**Task objective:**
Count the lines in the records below that contain the word "lighthouse". Reply with that number alone.

**Material provided:**
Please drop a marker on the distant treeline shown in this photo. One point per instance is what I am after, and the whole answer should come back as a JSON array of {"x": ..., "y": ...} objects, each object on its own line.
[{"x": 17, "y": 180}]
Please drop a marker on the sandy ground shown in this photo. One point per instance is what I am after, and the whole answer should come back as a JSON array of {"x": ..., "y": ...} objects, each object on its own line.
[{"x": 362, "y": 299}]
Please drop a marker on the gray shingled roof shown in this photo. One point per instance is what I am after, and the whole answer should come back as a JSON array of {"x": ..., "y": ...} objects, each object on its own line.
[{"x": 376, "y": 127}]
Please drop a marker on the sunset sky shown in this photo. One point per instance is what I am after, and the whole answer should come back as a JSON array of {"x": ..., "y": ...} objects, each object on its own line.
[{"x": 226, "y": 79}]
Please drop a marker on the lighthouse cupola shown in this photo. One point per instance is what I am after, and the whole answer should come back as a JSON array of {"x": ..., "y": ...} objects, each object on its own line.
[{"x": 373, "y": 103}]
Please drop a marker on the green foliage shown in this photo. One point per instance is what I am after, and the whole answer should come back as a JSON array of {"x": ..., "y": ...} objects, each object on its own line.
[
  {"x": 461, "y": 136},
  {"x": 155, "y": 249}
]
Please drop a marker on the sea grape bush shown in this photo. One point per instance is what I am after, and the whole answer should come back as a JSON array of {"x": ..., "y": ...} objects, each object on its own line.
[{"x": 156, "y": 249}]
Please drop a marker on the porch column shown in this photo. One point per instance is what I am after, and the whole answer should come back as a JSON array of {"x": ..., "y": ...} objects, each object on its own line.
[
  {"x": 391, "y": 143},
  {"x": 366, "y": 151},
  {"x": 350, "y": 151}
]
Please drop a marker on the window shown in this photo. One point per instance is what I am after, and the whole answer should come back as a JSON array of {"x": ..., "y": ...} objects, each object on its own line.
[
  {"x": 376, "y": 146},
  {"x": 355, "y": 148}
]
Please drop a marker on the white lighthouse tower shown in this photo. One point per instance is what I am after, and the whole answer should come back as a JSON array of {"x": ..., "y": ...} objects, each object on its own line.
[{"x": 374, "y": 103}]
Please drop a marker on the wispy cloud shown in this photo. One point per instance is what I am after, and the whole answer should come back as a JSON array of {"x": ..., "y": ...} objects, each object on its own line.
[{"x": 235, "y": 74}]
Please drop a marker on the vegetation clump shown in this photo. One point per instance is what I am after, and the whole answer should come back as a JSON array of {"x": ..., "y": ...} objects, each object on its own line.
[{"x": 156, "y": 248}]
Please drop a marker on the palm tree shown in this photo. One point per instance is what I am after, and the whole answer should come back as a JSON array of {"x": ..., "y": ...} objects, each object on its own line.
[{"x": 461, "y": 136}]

* * *

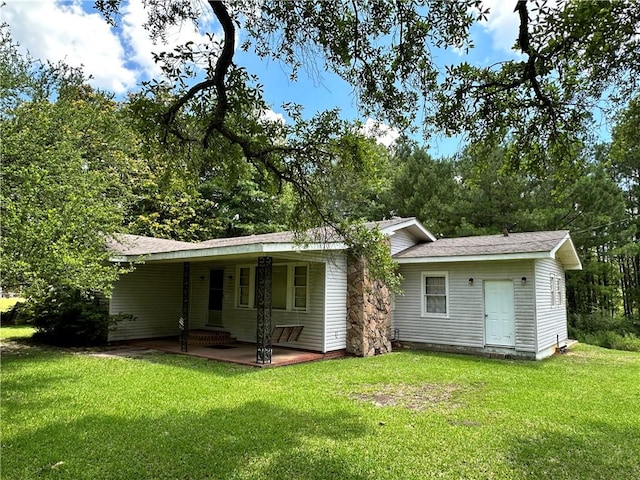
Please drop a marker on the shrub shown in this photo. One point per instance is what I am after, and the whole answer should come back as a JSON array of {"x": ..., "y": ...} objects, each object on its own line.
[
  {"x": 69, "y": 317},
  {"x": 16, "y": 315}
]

**Full answer:**
2